• Exercise
Filter the entries below down to the lines that hold "counterweight".

● ● ● ● ●

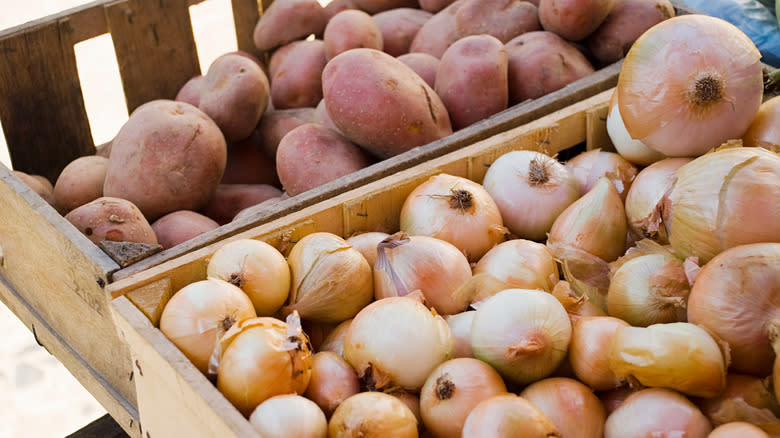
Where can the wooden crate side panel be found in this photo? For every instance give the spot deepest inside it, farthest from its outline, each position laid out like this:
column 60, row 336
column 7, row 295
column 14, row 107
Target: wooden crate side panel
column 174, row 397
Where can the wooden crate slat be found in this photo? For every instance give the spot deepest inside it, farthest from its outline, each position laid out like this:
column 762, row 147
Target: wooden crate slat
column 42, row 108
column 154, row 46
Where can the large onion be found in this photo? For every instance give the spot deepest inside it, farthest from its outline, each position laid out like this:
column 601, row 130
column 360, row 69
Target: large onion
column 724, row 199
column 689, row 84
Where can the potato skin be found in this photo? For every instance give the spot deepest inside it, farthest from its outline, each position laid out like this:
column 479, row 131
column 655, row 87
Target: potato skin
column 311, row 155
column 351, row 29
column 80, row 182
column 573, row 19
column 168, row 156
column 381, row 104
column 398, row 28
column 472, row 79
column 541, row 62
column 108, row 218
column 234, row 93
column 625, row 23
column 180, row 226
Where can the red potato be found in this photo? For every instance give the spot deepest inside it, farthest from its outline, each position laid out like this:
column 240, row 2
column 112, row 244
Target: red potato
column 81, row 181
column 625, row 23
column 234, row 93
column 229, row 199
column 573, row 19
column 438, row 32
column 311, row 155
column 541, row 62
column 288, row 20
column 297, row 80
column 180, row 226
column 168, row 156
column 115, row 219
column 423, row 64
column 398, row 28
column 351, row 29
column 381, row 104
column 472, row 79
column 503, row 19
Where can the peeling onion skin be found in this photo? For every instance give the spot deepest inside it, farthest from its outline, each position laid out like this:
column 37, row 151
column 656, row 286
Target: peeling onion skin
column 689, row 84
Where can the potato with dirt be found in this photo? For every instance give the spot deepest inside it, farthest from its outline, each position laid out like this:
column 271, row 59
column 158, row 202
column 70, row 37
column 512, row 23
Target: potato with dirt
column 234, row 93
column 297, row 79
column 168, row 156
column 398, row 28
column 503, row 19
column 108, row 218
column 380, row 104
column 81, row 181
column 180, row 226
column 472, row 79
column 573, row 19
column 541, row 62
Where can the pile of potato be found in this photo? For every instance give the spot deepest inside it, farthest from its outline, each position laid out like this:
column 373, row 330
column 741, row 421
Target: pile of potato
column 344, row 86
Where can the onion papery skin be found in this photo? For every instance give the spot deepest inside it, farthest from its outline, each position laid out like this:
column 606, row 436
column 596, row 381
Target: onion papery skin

● ● ● ● ●

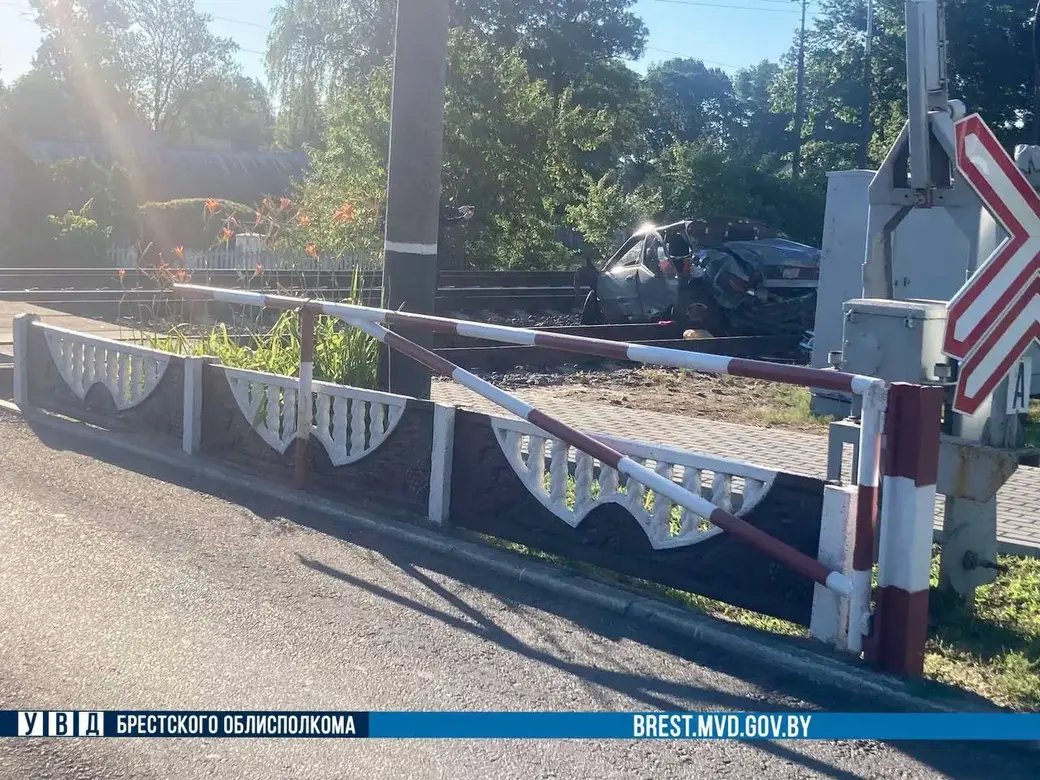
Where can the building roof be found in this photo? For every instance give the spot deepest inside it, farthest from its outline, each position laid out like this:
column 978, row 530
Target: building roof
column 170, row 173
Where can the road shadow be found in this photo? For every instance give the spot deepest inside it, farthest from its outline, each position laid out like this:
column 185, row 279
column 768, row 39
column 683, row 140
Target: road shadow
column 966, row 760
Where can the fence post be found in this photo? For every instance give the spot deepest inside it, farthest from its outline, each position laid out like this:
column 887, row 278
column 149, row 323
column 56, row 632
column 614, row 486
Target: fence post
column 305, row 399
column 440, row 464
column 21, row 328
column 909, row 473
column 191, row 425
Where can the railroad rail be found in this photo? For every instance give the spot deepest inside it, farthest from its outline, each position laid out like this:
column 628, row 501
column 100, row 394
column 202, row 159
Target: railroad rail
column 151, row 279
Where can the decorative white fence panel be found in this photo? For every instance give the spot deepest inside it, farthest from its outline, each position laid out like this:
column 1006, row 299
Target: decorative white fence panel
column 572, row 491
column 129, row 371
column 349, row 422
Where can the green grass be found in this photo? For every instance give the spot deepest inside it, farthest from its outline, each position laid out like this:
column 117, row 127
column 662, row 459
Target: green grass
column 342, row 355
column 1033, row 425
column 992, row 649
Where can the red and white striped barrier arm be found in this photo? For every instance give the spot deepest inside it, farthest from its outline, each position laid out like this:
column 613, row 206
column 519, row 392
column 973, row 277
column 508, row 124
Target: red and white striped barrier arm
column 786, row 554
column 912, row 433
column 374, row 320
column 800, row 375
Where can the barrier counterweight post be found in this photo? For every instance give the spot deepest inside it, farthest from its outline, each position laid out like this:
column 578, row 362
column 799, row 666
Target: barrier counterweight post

● ● ● ● ●

• Solution below
Where can the barrier counterweight post be found in this photo? For every instance give the spot deepest inside it, farthest from its outline, each position laid out like this:
Target: barrier counterweight post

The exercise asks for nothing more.